Instructions to follow:
Within the listing below, the lines to output run from the one containing "Where can the metal" through the one containing "Target: metal handrail"; copy them exactly and nothing else.
Data to use START
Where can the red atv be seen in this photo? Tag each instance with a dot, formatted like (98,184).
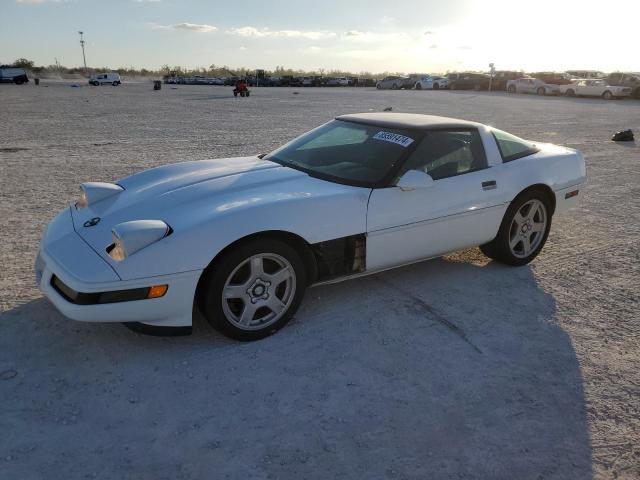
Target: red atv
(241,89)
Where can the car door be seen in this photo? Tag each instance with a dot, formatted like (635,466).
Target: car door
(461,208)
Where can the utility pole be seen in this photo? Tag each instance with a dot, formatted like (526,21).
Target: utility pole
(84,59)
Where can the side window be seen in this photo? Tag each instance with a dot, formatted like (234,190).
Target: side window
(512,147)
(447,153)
Data to use END
Data to use START
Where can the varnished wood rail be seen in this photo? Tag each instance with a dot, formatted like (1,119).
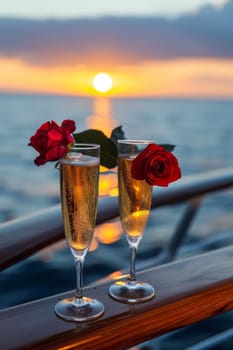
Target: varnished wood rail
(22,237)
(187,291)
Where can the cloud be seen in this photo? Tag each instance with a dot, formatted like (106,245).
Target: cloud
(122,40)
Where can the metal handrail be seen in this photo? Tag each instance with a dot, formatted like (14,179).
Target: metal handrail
Data to use END
Written reply:
Where can the metal handrail be seen in this photo? Tag each instance with a dot, formatted like (14,179).
Target: metal handrail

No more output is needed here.